• **WHAT IS REQUIRED**: Please count the lines in the listing below that contain the word "bumper", and reply with that number alone.

• **INFORMATION SHOWN**:
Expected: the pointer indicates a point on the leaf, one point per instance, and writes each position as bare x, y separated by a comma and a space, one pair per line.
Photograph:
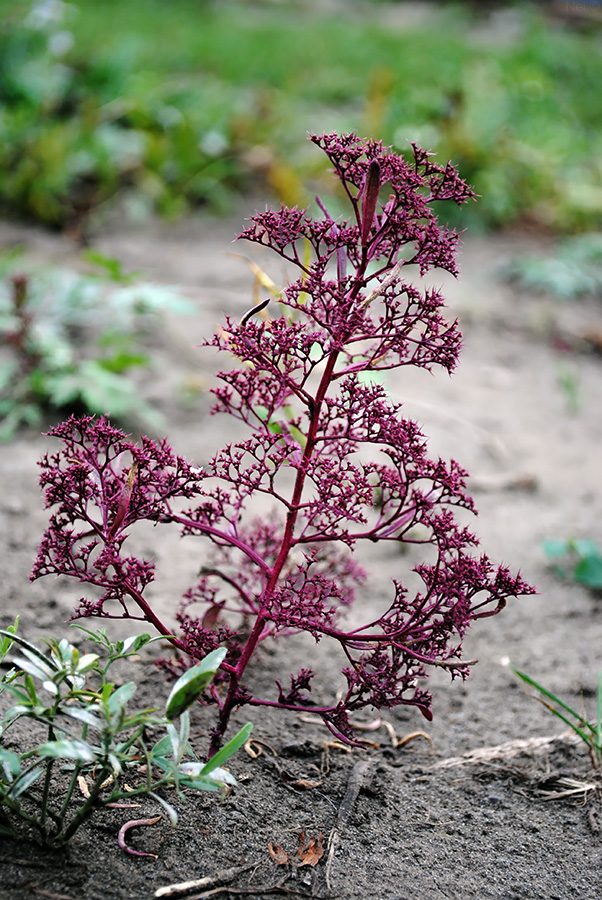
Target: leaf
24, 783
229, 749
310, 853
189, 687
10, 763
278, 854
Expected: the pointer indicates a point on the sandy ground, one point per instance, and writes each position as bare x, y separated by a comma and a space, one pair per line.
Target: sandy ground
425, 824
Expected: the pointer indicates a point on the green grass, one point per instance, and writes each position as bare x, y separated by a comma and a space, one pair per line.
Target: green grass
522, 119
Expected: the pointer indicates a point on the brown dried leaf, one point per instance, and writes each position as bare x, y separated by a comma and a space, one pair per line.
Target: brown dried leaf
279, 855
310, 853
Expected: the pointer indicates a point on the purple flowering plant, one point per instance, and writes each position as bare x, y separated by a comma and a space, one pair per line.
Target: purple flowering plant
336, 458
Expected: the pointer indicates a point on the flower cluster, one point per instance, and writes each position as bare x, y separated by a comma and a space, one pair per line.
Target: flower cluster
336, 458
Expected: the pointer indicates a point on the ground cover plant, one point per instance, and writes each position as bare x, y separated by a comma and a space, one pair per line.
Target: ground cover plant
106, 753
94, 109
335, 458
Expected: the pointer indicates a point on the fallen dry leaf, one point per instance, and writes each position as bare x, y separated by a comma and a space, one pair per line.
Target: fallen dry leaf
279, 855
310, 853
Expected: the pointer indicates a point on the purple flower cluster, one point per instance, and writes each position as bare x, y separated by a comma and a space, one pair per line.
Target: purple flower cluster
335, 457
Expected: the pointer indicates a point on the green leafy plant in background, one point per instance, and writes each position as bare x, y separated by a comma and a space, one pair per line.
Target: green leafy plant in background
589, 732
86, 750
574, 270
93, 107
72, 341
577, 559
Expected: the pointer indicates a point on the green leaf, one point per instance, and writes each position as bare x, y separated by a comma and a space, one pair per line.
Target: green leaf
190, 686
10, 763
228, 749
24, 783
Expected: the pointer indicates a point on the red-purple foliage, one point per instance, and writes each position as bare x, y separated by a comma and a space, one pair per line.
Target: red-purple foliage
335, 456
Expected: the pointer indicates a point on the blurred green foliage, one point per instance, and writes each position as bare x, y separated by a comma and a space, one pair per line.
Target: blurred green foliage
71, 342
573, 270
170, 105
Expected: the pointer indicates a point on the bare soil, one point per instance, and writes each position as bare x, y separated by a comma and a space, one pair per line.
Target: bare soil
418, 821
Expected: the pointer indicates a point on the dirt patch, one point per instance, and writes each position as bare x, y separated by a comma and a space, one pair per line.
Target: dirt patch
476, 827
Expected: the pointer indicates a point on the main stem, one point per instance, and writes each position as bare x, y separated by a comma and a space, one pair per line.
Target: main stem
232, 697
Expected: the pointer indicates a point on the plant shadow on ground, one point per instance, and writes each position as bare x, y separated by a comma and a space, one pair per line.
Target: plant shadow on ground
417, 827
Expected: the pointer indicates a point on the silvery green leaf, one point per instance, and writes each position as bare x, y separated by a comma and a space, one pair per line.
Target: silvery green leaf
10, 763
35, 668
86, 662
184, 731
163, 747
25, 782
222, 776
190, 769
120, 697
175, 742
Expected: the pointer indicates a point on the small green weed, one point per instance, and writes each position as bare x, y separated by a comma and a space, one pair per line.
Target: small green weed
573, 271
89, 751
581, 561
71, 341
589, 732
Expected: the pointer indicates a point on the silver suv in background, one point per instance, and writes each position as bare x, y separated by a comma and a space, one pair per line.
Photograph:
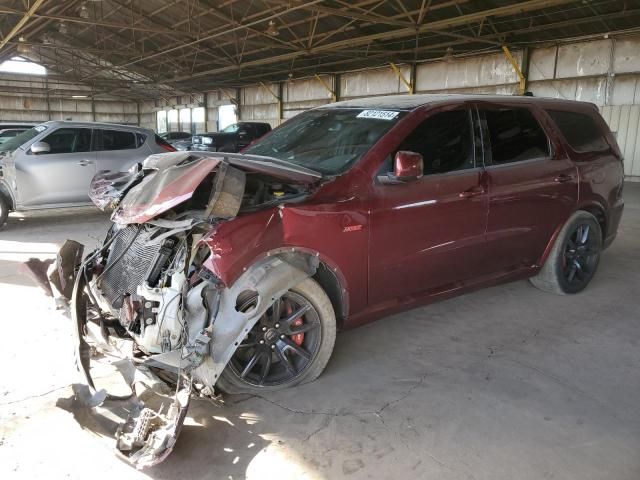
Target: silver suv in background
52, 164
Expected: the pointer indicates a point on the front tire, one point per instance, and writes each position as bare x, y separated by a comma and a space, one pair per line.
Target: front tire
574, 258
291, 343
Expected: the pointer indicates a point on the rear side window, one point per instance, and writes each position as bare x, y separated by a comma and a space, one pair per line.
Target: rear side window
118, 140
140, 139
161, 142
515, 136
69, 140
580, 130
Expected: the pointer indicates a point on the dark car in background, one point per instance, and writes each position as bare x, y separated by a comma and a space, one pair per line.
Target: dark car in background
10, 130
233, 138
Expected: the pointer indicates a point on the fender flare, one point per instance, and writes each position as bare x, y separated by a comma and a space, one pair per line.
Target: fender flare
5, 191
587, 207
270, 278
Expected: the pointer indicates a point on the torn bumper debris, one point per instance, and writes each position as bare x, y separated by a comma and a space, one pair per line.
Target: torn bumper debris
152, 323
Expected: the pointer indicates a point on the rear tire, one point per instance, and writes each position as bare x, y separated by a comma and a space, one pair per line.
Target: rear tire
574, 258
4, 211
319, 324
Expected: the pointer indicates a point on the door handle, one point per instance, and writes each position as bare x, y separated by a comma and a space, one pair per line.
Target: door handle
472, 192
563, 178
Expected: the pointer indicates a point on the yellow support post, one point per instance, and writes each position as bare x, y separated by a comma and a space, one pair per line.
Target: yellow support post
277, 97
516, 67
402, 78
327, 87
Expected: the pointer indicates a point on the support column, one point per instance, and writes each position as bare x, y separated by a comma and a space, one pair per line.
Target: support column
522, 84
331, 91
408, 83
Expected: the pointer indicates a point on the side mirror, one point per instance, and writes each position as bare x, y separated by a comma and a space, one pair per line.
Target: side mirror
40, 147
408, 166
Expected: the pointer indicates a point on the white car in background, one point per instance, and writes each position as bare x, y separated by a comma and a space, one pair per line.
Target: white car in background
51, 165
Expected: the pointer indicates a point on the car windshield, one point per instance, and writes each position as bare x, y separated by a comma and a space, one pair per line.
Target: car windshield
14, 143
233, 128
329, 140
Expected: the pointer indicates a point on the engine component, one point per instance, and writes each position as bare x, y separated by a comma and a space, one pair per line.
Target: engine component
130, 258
* * *
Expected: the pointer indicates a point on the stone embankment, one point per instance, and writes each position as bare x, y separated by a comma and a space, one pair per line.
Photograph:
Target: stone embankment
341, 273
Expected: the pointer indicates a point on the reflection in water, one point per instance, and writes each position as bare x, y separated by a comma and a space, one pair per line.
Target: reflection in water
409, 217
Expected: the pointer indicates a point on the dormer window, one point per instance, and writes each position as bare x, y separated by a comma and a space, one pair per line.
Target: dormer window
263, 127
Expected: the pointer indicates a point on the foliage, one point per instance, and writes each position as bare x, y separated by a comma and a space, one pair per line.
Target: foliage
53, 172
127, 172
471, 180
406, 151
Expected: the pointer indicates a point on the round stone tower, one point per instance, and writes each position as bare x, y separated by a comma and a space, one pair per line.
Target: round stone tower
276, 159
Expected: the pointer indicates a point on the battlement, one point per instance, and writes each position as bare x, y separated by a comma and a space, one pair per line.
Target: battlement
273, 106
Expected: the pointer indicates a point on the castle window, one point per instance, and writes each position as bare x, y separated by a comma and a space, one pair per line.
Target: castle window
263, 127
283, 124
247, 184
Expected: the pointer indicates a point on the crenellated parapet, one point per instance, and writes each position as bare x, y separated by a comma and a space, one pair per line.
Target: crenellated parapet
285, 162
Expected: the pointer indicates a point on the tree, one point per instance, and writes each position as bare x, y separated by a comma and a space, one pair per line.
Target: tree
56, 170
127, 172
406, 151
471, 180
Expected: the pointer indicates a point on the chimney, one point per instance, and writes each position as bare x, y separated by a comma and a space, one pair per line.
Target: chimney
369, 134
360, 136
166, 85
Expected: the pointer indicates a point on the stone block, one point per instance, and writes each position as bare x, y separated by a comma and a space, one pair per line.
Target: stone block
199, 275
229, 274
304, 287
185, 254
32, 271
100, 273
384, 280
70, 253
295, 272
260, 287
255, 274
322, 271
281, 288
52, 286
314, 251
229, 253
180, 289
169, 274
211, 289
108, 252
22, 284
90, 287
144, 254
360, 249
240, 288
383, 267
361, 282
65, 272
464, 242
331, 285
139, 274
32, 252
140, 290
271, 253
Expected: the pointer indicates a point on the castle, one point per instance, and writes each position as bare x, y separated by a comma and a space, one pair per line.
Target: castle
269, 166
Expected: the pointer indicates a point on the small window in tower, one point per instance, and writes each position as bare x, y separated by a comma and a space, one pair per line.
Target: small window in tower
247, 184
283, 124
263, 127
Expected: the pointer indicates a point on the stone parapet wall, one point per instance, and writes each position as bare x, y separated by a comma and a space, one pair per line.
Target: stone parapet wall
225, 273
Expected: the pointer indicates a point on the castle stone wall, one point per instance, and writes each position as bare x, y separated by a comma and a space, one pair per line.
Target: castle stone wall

• **OUTPUT OF THE TASK**: 2